─── EXTRACTO DE PÁGINA ───
Hace nada el "Aula Cultural de Pensamiento Artístico Contemporáneo de la Universidad de La Laguna" ha abierto una web en donde se debaten diversos temas culturales que afectan a las Islas Canarias. Se llama Futuro Público y se define como un campo para el análisis y la crítica cultural. www.futuropublico.net Me invitaron a participar y, enfoguetado, escribí un artículo que visto días más tarde me ha resultado de lo más impertinente, pues no casa con los hilos de debate, abundan en el los chistes malos y las majaderías, y está escrito, quiera yo o no, desde la precaria posición subjetiva de un trabajador del ramo. Aquí les dejo con él. No me olvido del articulo de Rayco sobre pintar cosas raras.
Bajar un punto
“Si te va muy bien,
es que algo va mal”
─── EXTRACTO DE DATOS ───
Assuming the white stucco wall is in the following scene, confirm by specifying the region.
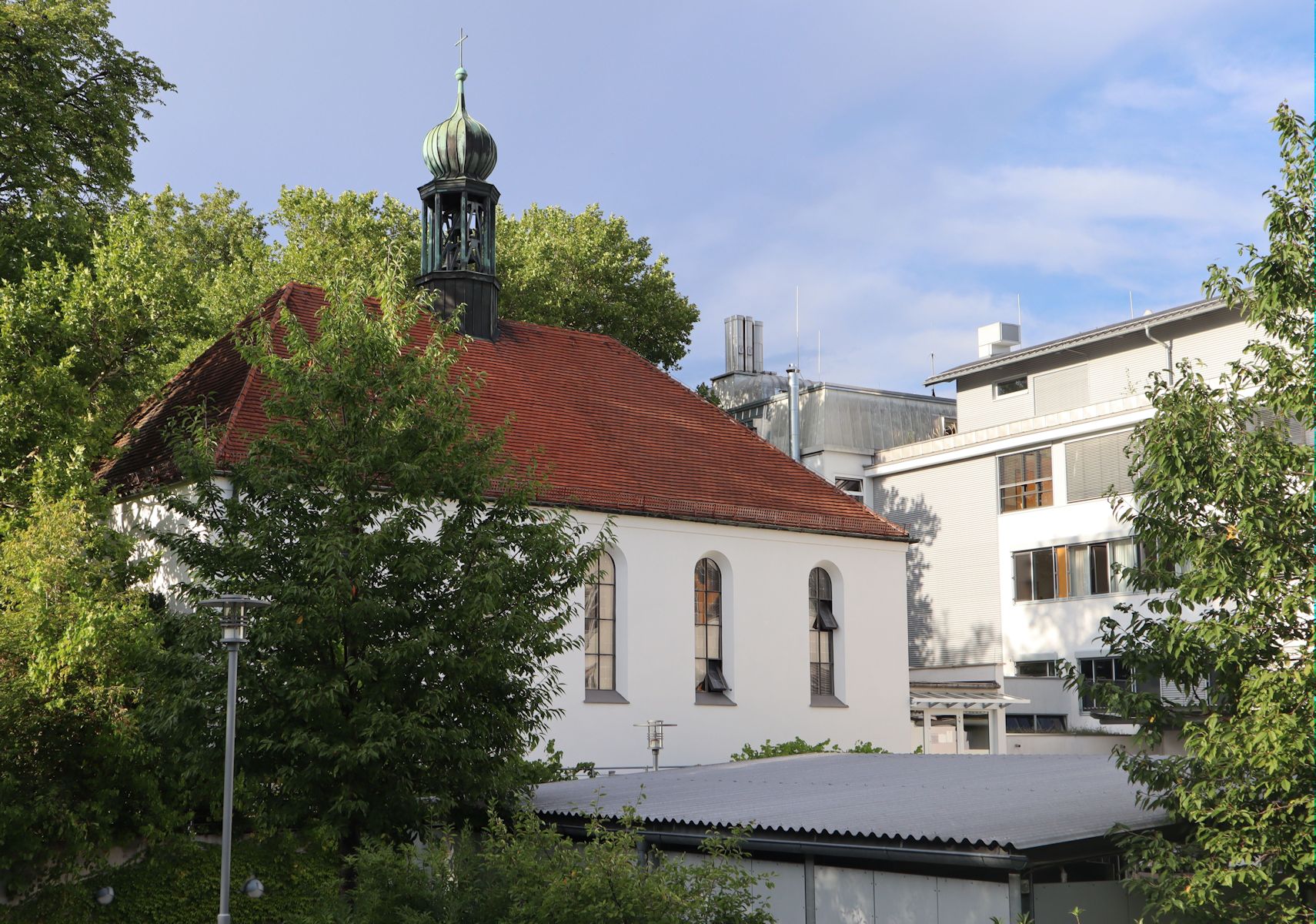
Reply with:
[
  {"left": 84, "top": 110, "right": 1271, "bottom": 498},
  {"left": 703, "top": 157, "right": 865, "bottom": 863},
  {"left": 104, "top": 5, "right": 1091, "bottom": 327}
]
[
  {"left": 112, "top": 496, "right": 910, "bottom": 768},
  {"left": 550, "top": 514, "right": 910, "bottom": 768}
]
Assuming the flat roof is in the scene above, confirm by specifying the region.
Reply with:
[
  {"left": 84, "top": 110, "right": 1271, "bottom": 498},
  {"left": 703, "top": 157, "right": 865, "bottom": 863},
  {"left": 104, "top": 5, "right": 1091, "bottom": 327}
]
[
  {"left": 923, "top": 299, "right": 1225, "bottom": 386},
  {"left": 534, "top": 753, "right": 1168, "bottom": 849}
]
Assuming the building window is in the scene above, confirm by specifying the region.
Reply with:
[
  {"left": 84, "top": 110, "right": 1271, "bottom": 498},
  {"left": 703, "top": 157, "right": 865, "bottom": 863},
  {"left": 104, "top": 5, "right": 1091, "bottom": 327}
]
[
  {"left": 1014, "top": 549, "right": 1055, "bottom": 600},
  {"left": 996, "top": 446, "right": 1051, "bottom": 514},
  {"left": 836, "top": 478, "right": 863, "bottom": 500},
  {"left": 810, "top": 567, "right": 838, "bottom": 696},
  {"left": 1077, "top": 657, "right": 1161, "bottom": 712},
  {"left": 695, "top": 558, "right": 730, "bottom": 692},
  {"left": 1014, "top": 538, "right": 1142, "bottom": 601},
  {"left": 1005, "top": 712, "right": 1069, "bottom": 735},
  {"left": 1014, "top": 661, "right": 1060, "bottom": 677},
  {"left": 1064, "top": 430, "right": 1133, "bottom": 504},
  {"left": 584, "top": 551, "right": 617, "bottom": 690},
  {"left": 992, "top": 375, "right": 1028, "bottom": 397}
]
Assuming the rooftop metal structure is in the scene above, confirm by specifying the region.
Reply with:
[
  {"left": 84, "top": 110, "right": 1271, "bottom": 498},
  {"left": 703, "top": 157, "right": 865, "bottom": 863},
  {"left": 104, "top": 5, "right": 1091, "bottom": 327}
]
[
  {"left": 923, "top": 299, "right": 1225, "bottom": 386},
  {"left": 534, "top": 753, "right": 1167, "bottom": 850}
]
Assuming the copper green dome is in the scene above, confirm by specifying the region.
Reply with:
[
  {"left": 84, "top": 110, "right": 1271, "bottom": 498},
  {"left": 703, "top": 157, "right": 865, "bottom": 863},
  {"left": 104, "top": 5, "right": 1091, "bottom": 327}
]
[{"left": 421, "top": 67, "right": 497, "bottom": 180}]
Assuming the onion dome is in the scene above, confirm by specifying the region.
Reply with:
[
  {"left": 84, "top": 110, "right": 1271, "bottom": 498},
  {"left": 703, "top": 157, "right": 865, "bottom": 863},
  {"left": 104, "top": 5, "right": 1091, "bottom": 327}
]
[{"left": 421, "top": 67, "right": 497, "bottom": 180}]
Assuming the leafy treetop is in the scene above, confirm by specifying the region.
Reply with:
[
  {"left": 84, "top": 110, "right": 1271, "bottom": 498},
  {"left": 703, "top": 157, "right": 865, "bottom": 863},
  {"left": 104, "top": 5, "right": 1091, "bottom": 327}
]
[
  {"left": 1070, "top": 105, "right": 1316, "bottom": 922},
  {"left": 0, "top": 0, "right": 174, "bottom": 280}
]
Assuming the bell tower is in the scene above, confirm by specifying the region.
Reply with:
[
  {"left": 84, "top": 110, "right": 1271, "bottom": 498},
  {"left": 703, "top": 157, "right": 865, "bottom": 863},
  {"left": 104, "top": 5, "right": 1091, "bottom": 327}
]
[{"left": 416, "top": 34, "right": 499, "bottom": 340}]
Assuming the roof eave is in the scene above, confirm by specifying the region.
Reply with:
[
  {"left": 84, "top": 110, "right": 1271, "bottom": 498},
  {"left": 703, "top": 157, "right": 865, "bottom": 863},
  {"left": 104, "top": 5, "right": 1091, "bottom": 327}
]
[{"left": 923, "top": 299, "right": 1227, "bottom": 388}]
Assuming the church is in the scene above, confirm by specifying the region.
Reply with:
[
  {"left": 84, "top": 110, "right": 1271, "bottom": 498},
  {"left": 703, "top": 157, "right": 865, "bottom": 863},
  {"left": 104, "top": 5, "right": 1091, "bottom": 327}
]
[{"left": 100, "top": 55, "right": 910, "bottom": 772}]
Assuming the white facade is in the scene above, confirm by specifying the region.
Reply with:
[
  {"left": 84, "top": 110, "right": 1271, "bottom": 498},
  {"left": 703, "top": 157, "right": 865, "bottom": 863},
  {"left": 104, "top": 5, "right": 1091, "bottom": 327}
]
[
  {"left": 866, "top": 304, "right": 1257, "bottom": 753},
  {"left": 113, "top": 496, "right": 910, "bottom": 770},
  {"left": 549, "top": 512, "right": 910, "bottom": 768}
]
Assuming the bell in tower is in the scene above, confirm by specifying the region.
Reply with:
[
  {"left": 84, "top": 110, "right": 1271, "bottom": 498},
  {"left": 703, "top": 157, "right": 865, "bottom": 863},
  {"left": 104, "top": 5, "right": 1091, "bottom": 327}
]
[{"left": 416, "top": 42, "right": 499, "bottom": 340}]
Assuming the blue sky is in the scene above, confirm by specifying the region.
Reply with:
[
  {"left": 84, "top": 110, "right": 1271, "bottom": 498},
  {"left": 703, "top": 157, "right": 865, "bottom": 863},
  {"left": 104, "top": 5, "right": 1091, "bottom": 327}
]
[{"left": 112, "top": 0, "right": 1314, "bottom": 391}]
───
TAREA REQUERIDA » Transcriba literalmente el fragmento del texto sobre Futuro Público que empieza en las palabras "Hace nada el" y concluye tras las palabras "pintar cosas raras.".

RESPUESTA ESPERADA »
Hace nada el "Aula Cultural de Pensamiento Artístico Contemporáneo de la Universidad de La Laguna" ha abierto una web en donde se debaten diversos temas culturales que afectan a las Islas Canarias. Se llama Futuro Público y se define como un campo para el análisis y la crítica cultural. www.futuropublico.net Me invitaron a participar y, enfoguetado, escribí un artículo que visto días más tarde me ha resultado de lo más impertinente, pues no casa con los hilos de debate, abundan en el los chistes malos y las majaderías, y está escrito, quiera yo o no, desde la precaria posición subjetiva de un trabajador del ramo. Aquí les dejo con él. No me olvido del articulo de Rayco sobre pintar cosas raras.